***** DOCUMENT EXCERPT
View Full Version : liver problems?

04-21-2005, 11:23 PM
so i went to see my new rheumy today and i guess i have something wrong with my liver. they think it's not lupus related but now they have taken away my plaquenil and wont give me anything to ease my lupus pains, as they most of the meds for lupus effect the liver, i guess? i'm a mess! my body is falling apart left and right. oh well. i was sat in a tiny room with 20 rheumies today! 3 old ones and 17 new ones that were there to learn. they were looking in my mouth and poking and prodding...i felt like i was under a microscope. i feel good about having a whole team trying to help me, but i wish it didn't take all of this work. thanks for listening. by the way, i was having these terrible itchies all over my legs and arms...they said it was due to the plaquenil.

04-22-2005, 04:03 AM
Hi Sonia,

Poor you, you must be in a lot of pain without any meds right now. That must have been some experiance having all those doctors around you.
**********
*INSTRUCTIONS FOR THE TASK*: In the forum thread about liver problems, what did the doctors say caused the itching on the first poster's legs and arms?
***** LISTED RECORDS
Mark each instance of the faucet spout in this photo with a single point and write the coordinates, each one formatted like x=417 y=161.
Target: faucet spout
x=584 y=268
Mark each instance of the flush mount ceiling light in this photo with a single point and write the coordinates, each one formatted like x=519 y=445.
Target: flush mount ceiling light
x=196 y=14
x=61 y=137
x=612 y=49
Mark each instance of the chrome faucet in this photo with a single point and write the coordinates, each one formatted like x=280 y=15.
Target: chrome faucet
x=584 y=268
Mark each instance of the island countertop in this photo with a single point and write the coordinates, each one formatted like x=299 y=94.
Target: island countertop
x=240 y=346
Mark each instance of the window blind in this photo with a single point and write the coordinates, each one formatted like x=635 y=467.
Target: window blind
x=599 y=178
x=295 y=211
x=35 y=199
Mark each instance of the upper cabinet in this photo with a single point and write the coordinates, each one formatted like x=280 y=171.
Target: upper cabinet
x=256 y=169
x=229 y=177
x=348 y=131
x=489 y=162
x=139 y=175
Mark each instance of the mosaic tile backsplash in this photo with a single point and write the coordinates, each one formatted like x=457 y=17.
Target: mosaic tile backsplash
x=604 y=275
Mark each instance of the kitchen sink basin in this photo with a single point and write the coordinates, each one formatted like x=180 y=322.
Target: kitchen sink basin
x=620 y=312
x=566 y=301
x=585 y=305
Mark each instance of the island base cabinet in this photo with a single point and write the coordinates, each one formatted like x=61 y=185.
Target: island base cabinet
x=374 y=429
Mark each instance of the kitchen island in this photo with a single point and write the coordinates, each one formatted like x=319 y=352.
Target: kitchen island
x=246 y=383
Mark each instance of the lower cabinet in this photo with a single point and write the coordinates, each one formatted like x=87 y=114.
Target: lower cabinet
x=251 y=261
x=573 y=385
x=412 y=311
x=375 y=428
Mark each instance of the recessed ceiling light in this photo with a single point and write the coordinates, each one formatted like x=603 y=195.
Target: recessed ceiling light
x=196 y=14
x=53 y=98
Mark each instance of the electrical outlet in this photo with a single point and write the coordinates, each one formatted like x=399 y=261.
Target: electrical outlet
**********
*SOLUTION TO THE EXERCISE*: The plaquenil.